Problem description. Render the entries from the line with "Guideline: for every instance of the painted" to the line with "column 466, row 212", both ends included, as a JSON list of strings with one string per line, skipping blank lines and leaving out the pictures.

Stored data.

· · · ·

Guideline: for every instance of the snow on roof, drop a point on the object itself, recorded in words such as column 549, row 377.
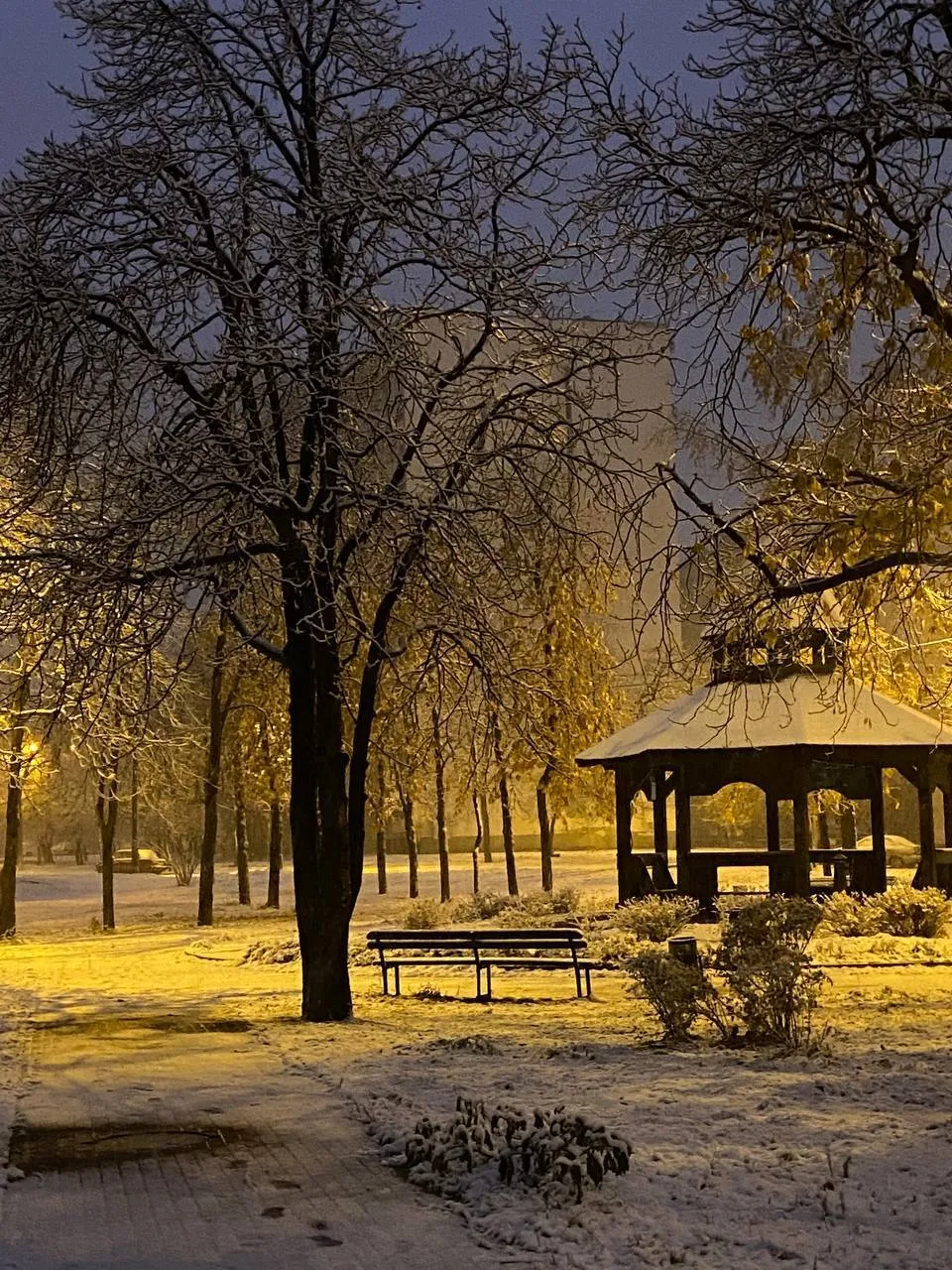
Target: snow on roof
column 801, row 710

· · · ·

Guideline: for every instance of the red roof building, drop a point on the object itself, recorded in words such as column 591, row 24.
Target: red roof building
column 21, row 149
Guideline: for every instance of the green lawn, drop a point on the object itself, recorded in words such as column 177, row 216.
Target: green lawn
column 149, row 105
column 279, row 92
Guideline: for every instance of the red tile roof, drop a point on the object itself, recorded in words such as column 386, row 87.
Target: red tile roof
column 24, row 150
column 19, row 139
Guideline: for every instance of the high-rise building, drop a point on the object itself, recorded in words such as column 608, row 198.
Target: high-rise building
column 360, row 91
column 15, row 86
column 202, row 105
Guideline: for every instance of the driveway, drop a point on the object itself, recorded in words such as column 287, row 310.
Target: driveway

· · · ·

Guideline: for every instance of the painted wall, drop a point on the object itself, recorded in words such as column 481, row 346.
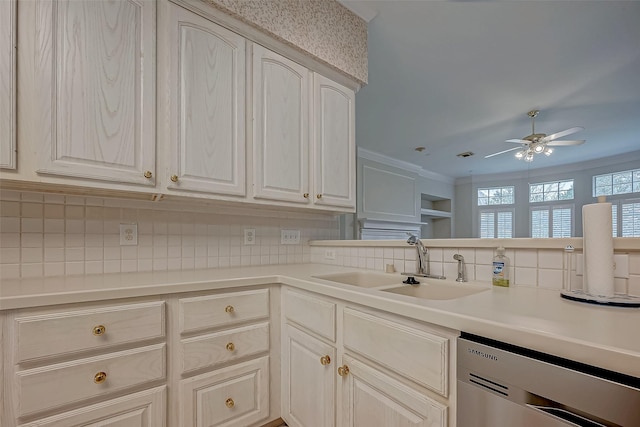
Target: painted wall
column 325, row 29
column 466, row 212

· · · ·

Solution below.
[
  "Guideline: for every instance of the painted wall, drop a point on the object itself, recorded in words such as column 481, row 346.",
  "Target: painted wall",
  "column 325, row 29",
  "column 466, row 212"
]